WORK ITEM: Using the listing below, set down exactly the lines starting at the line that contains "Target: thick tree branch" and ending at the line that contains "x=406, y=587", both included, and no others.

ENTRIES SUPPLIED:
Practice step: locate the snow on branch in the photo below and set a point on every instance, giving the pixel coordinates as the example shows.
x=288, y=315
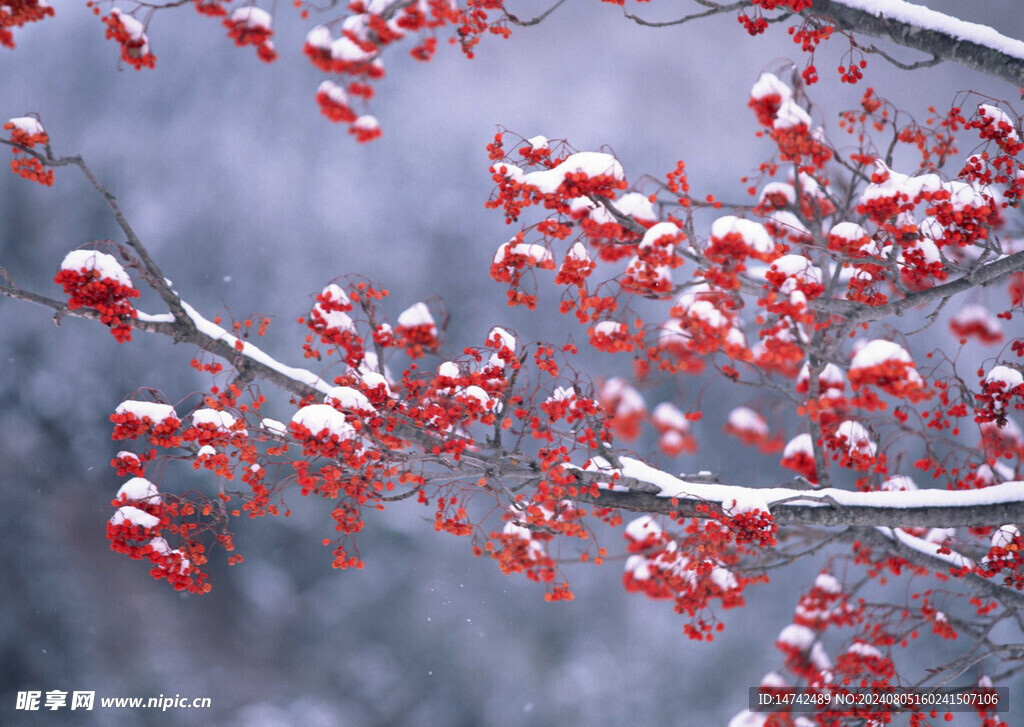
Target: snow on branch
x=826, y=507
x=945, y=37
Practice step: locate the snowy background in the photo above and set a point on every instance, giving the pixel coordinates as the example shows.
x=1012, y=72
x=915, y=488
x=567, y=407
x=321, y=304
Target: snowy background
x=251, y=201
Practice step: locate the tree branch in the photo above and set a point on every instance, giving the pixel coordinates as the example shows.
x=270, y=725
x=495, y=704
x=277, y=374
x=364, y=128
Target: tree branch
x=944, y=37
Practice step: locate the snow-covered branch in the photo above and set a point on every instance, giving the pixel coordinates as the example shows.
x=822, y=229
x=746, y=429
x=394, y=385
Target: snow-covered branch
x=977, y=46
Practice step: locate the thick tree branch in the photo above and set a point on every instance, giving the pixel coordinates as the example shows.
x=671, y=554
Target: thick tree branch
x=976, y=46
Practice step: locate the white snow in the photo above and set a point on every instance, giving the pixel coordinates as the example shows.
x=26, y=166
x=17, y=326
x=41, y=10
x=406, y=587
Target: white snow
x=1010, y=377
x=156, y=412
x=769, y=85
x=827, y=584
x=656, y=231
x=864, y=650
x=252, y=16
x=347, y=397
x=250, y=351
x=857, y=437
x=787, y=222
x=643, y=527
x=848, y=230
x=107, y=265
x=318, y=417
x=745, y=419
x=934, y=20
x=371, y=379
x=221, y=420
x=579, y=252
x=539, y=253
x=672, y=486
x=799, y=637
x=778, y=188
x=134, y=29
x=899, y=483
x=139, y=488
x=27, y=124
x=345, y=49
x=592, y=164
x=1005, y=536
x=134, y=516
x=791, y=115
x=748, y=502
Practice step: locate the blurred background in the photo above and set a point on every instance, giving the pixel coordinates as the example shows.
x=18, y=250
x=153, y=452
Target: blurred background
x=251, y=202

WRITTEN ANSWER:
Target: thick tree branch
x=976, y=46
Practice step: locate the white snow in the photo above and set a point on every instance, giving the pixel coordinates as the example shows.
x=26, y=166
x=17, y=326
x=41, y=10
x=406, y=587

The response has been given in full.